### Task description
Keep the pictures out. Restate the entries below word for word.

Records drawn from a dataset
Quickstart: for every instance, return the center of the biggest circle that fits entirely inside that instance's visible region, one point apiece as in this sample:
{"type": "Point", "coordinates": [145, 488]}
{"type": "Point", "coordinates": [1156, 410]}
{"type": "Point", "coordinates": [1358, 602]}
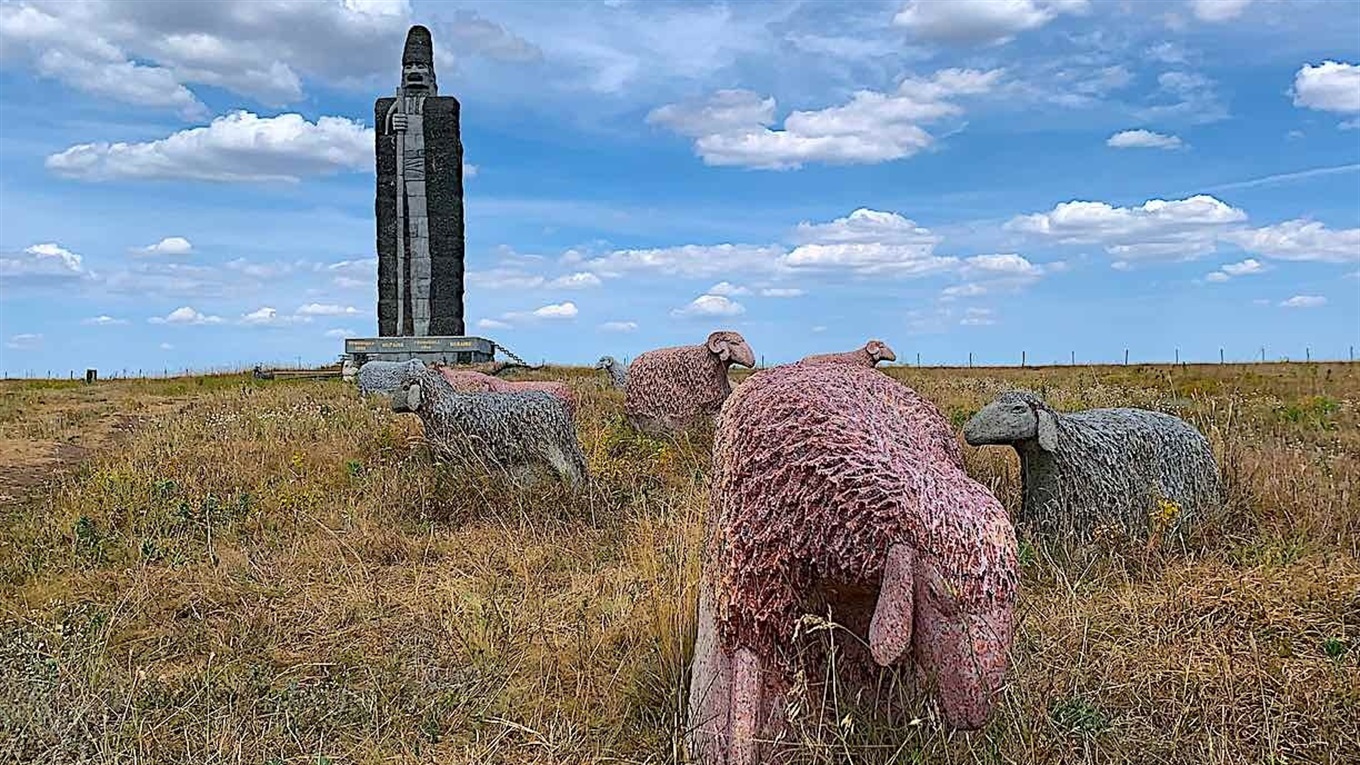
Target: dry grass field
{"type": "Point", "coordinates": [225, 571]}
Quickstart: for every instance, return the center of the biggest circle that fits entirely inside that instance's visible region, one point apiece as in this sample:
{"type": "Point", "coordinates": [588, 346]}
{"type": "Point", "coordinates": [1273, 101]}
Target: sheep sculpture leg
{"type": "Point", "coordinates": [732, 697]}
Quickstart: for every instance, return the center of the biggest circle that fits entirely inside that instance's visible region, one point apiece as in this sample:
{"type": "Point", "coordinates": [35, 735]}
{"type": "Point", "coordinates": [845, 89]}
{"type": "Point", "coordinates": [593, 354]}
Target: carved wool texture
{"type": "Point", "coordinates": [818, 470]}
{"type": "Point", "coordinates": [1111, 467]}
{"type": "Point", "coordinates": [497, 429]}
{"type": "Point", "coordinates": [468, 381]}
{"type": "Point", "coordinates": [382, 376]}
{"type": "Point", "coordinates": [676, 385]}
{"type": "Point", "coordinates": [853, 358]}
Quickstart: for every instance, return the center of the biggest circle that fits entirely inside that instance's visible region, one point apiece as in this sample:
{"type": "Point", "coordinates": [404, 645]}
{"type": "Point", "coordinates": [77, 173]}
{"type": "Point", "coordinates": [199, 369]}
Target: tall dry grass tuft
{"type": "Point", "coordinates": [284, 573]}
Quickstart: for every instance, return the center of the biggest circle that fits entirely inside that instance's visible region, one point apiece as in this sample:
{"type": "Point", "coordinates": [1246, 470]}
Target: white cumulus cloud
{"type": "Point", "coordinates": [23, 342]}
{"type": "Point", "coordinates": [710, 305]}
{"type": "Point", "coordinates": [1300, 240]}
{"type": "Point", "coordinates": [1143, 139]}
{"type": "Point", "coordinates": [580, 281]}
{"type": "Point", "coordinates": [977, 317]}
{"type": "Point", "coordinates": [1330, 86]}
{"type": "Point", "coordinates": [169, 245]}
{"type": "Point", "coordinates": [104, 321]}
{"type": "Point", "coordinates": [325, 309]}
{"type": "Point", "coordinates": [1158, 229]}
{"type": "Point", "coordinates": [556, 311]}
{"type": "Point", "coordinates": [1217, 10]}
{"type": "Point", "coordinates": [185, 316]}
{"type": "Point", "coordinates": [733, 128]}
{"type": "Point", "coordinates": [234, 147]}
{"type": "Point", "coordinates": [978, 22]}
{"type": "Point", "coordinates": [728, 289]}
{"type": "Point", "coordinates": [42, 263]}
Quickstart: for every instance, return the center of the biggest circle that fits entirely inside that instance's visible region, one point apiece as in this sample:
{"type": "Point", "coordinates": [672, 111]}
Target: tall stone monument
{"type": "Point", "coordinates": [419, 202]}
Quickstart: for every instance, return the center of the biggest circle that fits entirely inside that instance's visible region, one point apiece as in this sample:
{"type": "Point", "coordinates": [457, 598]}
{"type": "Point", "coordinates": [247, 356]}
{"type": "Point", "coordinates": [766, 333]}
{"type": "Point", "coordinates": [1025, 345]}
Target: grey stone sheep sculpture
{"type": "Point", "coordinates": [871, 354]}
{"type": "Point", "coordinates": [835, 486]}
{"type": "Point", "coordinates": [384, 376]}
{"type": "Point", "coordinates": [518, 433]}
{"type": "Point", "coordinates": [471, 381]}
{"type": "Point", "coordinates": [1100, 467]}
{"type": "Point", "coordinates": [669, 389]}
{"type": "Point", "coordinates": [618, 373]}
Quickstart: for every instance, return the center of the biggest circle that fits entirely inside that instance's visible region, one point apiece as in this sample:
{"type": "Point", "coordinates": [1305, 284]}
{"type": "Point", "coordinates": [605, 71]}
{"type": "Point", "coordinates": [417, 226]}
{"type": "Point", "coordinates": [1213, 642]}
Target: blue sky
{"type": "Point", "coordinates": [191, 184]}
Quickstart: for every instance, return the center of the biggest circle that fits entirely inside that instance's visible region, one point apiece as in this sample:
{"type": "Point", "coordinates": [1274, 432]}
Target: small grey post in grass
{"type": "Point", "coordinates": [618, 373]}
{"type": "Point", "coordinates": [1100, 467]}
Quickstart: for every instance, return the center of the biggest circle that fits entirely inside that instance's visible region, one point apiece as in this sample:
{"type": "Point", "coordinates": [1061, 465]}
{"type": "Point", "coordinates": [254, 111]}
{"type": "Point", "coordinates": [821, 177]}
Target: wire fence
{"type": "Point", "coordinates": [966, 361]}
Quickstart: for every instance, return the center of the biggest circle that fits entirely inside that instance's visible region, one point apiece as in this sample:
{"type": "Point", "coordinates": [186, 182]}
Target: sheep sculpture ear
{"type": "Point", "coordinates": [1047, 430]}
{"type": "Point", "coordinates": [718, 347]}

### Answer below
Quickstart: for every instance, return the center of the biggest circle that fits entirely inside that instance's visible region, one point apiece as in this sample:
{"type": "Point", "coordinates": [145, 488]}
{"type": "Point", "coordinates": [1156, 410]}
{"type": "Point", "coordinates": [1358, 602]}
Target: dry grass field
{"type": "Point", "coordinates": [225, 571]}
Quickstart: for every instance, return the center of the biggest circle that fits entirely inside that instance's visible region, one point apiece as in this sample:
{"type": "Point", "coordinates": [588, 346]}
{"type": "Point", "coordinates": [1273, 101]}
Target: sheep sculpture leg
{"type": "Point", "coordinates": [732, 697]}
Quickstart: for every instance, return the center of the biggest circle that fits entirely inside that instance's visible region, one point apiece as in this sample:
{"type": "Point", "coordinates": [35, 735]}
{"type": "Point", "coordinates": [845, 89]}
{"type": "Point", "coordinates": [593, 354]}
Target: carved wool texture
{"type": "Point", "coordinates": [818, 470]}
{"type": "Point", "coordinates": [1111, 467]}
{"type": "Point", "coordinates": [497, 429]}
{"type": "Point", "coordinates": [468, 381]}
{"type": "Point", "coordinates": [382, 376]}
{"type": "Point", "coordinates": [676, 385]}
{"type": "Point", "coordinates": [853, 358]}
Quickstart: for every instance, return the center of the biggest circle that fits entirely inside that instance's visible region, one point apiece as in this sample:
{"type": "Point", "coordinates": [404, 645]}
{"type": "Point", "coordinates": [77, 173]}
{"type": "Point", "coordinates": [199, 369]}
Target: tall dry grass tuft
{"type": "Point", "coordinates": [284, 573]}
Quickstart: for every instance, return the center of the biggest circle that fits entirely inside that instance's visible region, one point apiece as in this sample:
{"type": "Point", "coordinates": [1246, 470]}
Target: white cumulus cloud
{"type": "Point", "coordinates": [23, 342]}
{"type": "Point", "coordinates": [710, 305]}
{"type": "Point", "coordinates": [1300, 240]}
{"type": "Point", "coordinates": [1143, 139]}
{"type": "Point", "coordinates": [580, 281]}
{"type": "Point", "coordinates": [977, 317]}
{"type": "Point", "coordinates": [1330, 86]}
{"type": "Point", "coordinates": [169, 245]}
{"type": "Point", "coordinates": [104, 321]}
{"type": "Point", "coordinates": [325, 309]}
{"type": "Point", "coordinates": [1158, 229]}
{"type": "Point", "coordinates": [556, 311]}
{"type": "Point", "coordinates": [1217, 10]}
{"type": "Point", "coordinates": [185, 316]}
{"type": "Point", "coordinates": [733, 128]}
{"type": "Point", "coordinates": [234, 147]}
{"type": "Point", "coordinates": [978, 22]}
{"type": "Point", "coordinates": [728, 289]}
{"type": "Point", "coordinates": [42, 263]}
Quickstart: for every instance, return the center of the biggest circle that fits entirely inside that instance's visible region, one point apiece as in this sample:
{"type": "Point", "coordinates": [672, 111]}
Target: tall stone monument
{"type": "Point", "coordinates": [419, 202]}
Quickstart: for every instance, return the center of the biggest circle that fits entirely inside that instance's visible region, one point apiece as in this sample:
{"type": "Point", "coordinates": [457, 598]}
{"type": "Point", "coordinates": [247, 356]}
{"type": "Point", "coordinates": [766, 333]}
{"type": "Point", "coordinates": [1025, 345]}
Target: grey stone sheep sculpture
{"type": "Point", "coordinates": [871, 354]}
{"type": "Point", "coordinates": [835, 486]}
{"type": "Point", "coordinates": [384, 376]}
{"type": "Point", "coordinates": [518, 433]}
{"type": "Point", "coordinates": [471, 381]}
{"type": "Point", "coordinates": [1100, 467]}
{"type": "Point", "coordinates": [669, 389]}
{"type": "Point", "coordinates": [618, 373]}
Quickstart: for every instance, return the center of the biggest circle that fits entirely inside that instance's visible region, one point apiece as in this sample:
{"type": "Point", "coordinates": [1305, 284]}
{"type": "Point", "coordinates": [605, 71]}
{"type": "Point", "coordinates": [417, 226]}
{"type": "Point", "coordinates": [1213, 642]}
Target: blue sky
{"type": "Point", "coordinates": [191, 184]}
Quickstart: for every instance, return the center of the biggest circle that fits entirely inside that instance's visible region, one point apiece as in this sample:
{"type": "Point", "coordinates": [1274, 432]}
Target: small grey post in grass
{"type": "Point", "coordinates": [618, 373]}
{"type": "Point", "coordinates": [1100, 467]}
Quickstart: for every instance, return the center of the biggest circle that fits entirely inside that instance's visible region, one point apiece as in this sample:
{"type": "Point", "coordinates": [1061, 465]}
{"type": "Point", "coordinates": [254, 111]}
{"type": "Point", "coordinates": [821, 177]}
Target: wire fence
{"type": "Point", "coordinates": [966, 361]}
Quickstart: for every instance, return the center of the biggest circle that fits entirely inside that instance's visible region, one point apiece as in this sample:
{"type": "Point", "coordinates": [186, 182]}
Target: sheep sculpture ear
{"type": "Point", "coordinates": [1047, 430]}
{"type": "Point", "coordinates": [718, 347]}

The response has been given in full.